§ **提示された文章**:
━━━━━━

このように顧客を具体的にかつ詳細に設定していきます。顧客は特定人まで絞り込んでしまって構いません。誰に対して広告するのか、メルマガ、SNSや事務所通信を送るのか、対象者を絞り込むことでその人に有益な情報を届けられます。たとえ、絞り込んだとしても、自分がイメージする顧客に近い環境にいる人にも内容が刺さるため問題ありません。定期的に自社の情報を必要な顧客に届けていくことで有益な情報を提供してくれる事務所だと信用を築けます。

顧客設定ができていないと、冒頭でも伝えた通り、Webを全く使っておらず新聞やテレビでの情報収集している高齢者を相手にサービスを提供するのにもかかわらず、Web広告やFacebook、Twitterなど顧客が使わないサービスに費用と時間をかけてしまうことにも繋がってしまいます。自分が顧客にしたい方の生活環境を具体的にイメージすることが大切です。

━━━━━━

§ **この課題の記録**:

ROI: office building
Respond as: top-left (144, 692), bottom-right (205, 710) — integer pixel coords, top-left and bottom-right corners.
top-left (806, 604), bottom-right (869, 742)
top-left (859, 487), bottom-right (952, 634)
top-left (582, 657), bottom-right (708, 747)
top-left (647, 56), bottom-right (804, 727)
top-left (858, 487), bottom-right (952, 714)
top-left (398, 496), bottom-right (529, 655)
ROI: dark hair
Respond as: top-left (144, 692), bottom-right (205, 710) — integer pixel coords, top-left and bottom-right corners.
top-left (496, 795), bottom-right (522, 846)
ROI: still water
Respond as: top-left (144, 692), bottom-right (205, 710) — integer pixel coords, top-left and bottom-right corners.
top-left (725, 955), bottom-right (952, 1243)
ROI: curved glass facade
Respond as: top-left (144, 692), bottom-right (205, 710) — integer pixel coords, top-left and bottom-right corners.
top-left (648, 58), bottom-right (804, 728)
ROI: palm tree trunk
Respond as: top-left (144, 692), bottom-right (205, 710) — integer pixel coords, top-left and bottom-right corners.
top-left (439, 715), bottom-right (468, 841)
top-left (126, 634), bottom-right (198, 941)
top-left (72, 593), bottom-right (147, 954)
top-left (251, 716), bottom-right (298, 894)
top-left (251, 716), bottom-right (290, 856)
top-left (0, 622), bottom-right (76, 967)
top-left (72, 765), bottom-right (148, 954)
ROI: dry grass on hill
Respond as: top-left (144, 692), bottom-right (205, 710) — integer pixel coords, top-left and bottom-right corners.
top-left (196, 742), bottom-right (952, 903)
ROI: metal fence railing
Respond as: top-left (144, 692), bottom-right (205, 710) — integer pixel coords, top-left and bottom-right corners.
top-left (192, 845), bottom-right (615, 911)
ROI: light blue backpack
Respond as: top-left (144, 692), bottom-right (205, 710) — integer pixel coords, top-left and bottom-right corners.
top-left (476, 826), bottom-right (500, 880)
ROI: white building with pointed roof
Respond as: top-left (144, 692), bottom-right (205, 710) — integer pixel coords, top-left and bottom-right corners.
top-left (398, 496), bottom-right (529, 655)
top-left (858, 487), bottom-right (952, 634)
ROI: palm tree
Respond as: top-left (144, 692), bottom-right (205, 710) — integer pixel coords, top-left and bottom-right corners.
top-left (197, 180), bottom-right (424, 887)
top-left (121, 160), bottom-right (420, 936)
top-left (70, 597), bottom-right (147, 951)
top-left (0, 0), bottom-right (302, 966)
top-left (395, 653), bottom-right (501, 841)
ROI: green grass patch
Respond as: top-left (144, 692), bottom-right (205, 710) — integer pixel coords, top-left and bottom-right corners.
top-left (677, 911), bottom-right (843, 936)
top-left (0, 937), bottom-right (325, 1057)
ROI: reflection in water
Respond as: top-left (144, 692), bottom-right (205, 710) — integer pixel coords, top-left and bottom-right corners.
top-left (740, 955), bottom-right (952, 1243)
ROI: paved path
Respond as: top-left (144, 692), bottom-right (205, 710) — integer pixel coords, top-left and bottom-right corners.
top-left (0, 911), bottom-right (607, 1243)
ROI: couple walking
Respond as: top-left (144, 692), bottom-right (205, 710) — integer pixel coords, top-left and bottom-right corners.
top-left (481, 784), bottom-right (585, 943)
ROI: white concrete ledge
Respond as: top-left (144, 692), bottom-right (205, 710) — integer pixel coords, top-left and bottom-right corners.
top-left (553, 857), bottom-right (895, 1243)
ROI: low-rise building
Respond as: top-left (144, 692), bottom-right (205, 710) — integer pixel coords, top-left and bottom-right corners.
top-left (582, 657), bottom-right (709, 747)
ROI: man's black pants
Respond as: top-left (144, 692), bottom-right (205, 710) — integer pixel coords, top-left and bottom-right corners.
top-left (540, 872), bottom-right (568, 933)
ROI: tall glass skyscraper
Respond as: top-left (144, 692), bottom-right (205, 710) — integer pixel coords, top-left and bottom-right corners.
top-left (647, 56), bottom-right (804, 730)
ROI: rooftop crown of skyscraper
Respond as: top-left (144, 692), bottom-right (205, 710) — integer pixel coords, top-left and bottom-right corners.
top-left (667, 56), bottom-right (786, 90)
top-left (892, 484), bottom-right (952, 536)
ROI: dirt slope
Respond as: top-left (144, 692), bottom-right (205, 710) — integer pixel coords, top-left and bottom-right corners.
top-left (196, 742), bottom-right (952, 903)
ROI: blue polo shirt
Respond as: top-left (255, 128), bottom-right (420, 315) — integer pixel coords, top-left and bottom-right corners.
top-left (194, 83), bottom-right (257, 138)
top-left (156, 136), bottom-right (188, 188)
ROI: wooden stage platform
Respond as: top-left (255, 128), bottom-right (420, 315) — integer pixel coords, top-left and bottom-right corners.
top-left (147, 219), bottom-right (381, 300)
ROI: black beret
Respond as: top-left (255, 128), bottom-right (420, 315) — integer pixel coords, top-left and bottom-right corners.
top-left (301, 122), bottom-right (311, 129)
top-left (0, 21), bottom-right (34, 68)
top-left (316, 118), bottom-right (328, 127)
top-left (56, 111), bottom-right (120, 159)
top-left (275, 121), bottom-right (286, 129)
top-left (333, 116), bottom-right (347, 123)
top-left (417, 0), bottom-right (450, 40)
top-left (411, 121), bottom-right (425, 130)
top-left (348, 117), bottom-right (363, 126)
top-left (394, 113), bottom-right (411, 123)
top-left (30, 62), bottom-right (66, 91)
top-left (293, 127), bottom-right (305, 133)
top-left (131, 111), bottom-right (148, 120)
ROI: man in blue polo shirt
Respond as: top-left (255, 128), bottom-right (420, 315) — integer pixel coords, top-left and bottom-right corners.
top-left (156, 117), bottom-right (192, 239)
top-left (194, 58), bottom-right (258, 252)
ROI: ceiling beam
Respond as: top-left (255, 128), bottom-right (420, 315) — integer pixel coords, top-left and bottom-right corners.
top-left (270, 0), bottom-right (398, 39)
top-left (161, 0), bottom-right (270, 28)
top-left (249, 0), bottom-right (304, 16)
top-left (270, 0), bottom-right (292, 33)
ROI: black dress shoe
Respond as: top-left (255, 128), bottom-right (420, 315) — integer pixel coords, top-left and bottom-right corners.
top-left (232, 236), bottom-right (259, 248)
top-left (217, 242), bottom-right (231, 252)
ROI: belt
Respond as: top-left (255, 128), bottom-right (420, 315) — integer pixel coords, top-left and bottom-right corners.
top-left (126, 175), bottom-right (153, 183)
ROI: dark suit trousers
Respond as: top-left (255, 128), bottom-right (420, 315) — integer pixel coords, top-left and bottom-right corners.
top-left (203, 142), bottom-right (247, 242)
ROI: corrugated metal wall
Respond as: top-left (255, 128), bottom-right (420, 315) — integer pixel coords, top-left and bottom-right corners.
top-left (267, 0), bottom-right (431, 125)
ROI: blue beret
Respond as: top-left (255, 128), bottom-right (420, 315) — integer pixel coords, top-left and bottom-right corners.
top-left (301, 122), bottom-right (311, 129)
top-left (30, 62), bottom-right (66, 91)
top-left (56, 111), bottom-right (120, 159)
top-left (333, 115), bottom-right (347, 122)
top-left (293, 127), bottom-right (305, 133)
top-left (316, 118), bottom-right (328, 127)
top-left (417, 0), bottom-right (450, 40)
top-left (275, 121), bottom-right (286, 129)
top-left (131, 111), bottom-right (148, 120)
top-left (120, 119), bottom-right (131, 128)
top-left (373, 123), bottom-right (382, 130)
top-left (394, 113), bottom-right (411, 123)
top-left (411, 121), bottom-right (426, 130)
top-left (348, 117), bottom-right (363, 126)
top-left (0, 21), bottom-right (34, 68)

━━━━━━

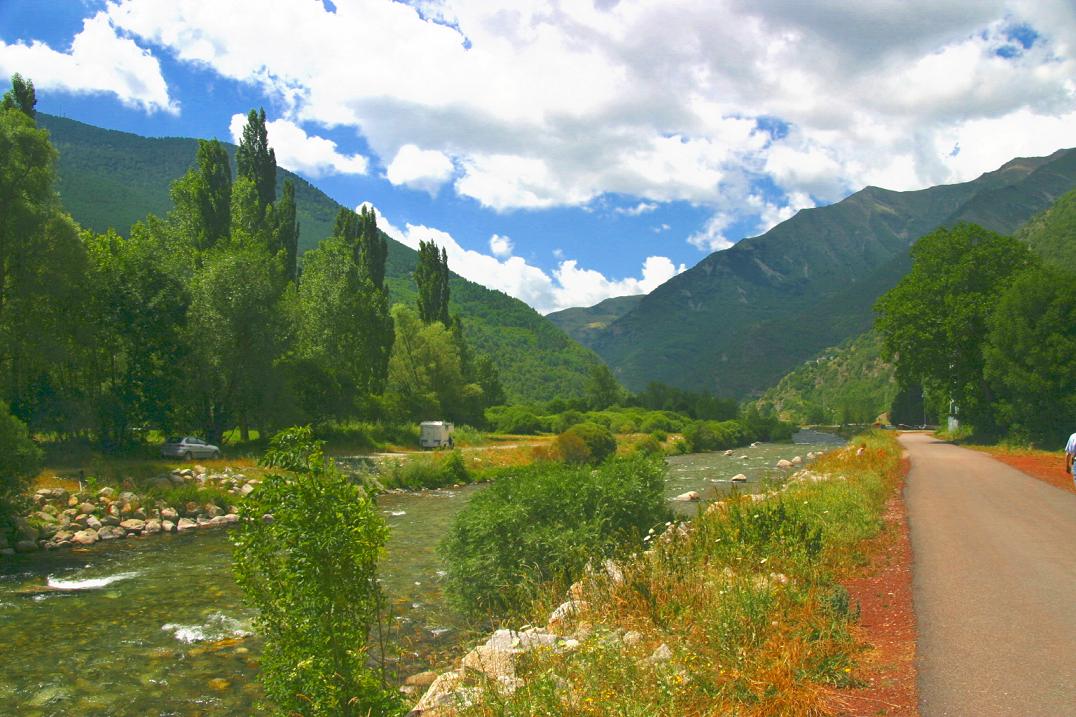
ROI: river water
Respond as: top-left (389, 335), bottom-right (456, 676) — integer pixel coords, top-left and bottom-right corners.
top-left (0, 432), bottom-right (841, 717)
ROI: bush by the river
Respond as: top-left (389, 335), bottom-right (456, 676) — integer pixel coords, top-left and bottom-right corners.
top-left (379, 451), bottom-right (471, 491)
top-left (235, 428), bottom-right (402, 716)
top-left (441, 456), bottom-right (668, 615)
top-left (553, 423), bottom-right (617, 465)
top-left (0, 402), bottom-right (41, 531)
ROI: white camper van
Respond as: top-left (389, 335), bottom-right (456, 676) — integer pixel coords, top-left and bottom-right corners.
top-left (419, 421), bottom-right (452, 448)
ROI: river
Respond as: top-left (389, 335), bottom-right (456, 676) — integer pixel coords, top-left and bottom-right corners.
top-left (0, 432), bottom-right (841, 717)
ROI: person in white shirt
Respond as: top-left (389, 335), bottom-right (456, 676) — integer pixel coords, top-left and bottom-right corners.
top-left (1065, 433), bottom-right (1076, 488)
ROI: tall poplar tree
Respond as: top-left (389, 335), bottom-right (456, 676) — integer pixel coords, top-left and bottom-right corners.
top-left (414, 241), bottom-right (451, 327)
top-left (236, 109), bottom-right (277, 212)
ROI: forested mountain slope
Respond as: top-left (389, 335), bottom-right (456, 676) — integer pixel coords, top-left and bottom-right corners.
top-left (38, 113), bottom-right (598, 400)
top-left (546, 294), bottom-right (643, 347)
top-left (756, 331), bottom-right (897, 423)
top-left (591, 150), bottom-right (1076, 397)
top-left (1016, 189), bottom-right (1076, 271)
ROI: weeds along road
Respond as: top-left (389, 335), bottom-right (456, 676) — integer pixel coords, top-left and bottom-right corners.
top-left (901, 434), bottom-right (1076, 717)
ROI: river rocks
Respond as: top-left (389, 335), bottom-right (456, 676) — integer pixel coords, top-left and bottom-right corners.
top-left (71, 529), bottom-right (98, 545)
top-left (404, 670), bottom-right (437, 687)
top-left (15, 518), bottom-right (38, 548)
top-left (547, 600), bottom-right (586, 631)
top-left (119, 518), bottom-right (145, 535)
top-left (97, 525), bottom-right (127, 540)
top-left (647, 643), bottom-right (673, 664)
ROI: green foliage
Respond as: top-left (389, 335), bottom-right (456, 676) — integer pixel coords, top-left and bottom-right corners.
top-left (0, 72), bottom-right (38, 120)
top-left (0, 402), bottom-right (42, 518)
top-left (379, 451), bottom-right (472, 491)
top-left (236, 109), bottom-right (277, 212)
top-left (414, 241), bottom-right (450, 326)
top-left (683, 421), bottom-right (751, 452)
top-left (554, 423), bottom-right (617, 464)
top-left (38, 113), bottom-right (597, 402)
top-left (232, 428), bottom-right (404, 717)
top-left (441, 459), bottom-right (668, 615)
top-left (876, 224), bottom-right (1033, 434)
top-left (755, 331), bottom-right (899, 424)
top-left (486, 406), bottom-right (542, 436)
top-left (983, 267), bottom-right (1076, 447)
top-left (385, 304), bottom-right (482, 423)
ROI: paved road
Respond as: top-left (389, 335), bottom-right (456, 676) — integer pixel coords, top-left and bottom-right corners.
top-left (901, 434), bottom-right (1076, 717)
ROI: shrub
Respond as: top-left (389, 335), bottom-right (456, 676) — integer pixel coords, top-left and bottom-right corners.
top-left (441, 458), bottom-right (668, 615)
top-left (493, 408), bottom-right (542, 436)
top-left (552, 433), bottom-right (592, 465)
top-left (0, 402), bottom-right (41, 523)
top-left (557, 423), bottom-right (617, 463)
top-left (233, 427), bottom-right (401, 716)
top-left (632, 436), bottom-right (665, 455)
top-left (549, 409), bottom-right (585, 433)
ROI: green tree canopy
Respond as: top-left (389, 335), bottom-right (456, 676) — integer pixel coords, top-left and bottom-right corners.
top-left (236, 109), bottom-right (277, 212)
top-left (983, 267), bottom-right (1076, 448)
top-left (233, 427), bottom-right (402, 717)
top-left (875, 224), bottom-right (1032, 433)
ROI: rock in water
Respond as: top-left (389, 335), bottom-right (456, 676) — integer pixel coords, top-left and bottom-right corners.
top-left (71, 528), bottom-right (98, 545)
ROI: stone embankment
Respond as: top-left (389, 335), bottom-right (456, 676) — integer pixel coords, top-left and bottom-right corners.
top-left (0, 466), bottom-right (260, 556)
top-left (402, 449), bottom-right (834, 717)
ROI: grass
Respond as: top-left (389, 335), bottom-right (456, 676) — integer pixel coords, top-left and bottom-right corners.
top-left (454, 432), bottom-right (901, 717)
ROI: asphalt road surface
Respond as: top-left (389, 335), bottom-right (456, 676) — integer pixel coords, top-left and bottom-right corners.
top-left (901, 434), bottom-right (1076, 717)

━━━━━━

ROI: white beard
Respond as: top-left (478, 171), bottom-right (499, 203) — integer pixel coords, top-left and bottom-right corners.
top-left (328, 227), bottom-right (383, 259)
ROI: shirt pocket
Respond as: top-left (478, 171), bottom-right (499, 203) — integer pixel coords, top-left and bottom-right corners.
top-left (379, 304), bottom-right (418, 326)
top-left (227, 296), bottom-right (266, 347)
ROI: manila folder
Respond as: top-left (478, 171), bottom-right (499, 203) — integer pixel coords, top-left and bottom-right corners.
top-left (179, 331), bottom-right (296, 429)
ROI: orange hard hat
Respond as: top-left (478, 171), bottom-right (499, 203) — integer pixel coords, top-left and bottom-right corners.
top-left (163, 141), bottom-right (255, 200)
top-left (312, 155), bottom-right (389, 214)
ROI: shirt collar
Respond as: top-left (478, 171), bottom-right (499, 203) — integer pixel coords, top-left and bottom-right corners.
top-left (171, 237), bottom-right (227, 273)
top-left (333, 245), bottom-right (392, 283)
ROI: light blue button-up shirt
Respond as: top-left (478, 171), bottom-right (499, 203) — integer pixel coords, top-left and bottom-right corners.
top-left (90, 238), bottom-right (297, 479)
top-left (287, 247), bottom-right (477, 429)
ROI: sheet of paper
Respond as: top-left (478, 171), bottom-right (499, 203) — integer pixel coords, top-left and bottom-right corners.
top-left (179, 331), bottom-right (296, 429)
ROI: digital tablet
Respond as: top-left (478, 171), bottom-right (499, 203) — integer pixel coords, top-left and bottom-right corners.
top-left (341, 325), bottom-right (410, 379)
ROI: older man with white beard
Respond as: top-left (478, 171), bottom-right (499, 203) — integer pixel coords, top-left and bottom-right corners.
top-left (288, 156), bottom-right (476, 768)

━━━━━━

§ **取り組む課題**:
**1)** 顧客設定についての文章によれば、顧客を特定の一人にまで絞り込んでも問題はありません。なぜそう言えるのかを、本文の説明に沿って一〜三文で述べてください。
**2)** 記録から、「ROI: office building」を含む行を最初に書き写してください。そこから「top-left (647, 56), bottom-right (804, 727)」を含む行までを、一字も変えずに写し、その行で終えてください。
記録の内容は、顧客設定についての文章とは関係がありません。

§ **課題別の解答**:
**1)** 顧客を絞り込んでも、自分がイメージする顧客に近い環境にいる人にも内容が刺さるからです。そのため、対象者を絞ったほうが、その人に有益な情報を届けられます。

**2)**
ROI: office building
Respond as: top-left (144, 692), bottom-right (205, 710) — integer pixel coords, top-left and bottom-right corners.
top-left (806, 604), bottom-right (869, 742)
top-left (859, 487), bottom-right (952, 634)
top-left (582, 657), bottom-right (708, 747)
top-left (647, 56), bottom-right (804, 727)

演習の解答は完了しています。